### EXERCISE TASK 1
According to the bonus passage, what is the maximum annual cash bonus opportunity for a NEO?
### EXERCISE TASK 2
Write the next part of the bonus passage, starting after its final sentence.

### GIVEN TEXT
--- Begin ---
Annual Cash Based Bonus Opportunity. The amount of the annual discretionary cash based bonus award is based on individual performance assessments along with the financial performance of the Company. Our performance-based cash incentive compensation in recent years has included targets for achieving various levels of revenue, operating income, and other financial goals and metrics, along with individual performance assessments that has included goals in personal professional improvement, team building, and other individual personal growth goals. The annual cash based bonus opportunity is for up to 50% of a NEOs base salary. In 2016, none of our NEOs at such time earned a bonus because due to our net operating losses.

 

We believe these cash based award opportunities reinforce the alignment of interests of our executive officers with those of our stockholders in the shorter term as the positive financial performance that drives the cash based bonus awards also indirectly influences the performance of the Company’s common stock. We believe the personal professional improvement goals enhance the value of the NEO to expand their expertise and expand the effectiveness of the Company’s staff allowing for greater organization efficiencies while improving Company performance, which drives short-term, medium-term, and long-term organizational improvement and ultimately value for the stockholders in the form of better financial and common stock performance.
--- End ---
### DATA EXCERPTS
--- Begin ---
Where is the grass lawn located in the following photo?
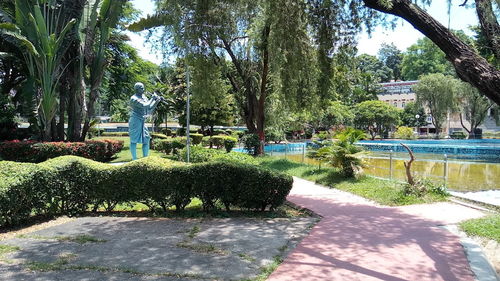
[94,137,166,163]
[260,157,446,206]
[460,214,500,243]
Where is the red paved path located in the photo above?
[268,178,483,281]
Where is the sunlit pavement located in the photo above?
[268,178,484,281]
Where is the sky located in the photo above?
[128,0,478,64]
--- End ---
### RESULT 1
Up to 50% of the NEO's base salary.

### RESULT 2
Restricted Stock Equity Awards (RSA). Mr. Komar, our former CEO, and Mr. McCubbin, our former CEO, were each awarded 250,000 shares of restricted common stock in 2010. 50% of the award vested in 2016 upon the determination that the Company’s revenue for 2015 exceeded $70 million and the remaining 50% of the award for Mr. Komar and Mr. McCubbin vested in 2017 in connection with their cessation of employment with the Company.

 

Stock Option Equity Awards. Mr. Kang was awarded 170,000 stock options in 2013 that vested one third per year over a term of three years in order to reward Mr. Kang for improved performance in the Company’s common stock price. On May 8, 2015, Mr. Kang was awarded 25,000 stock options that vested on December 31, 2015 and the remainder vested on December 31, 2016. In connection with his appointment as our Chief Executive Officer, Mr. Kang was awarded 750,000 stock options in September 2017 that vest 100% in September 2021 (subject to continued employment with the Company) that are described below.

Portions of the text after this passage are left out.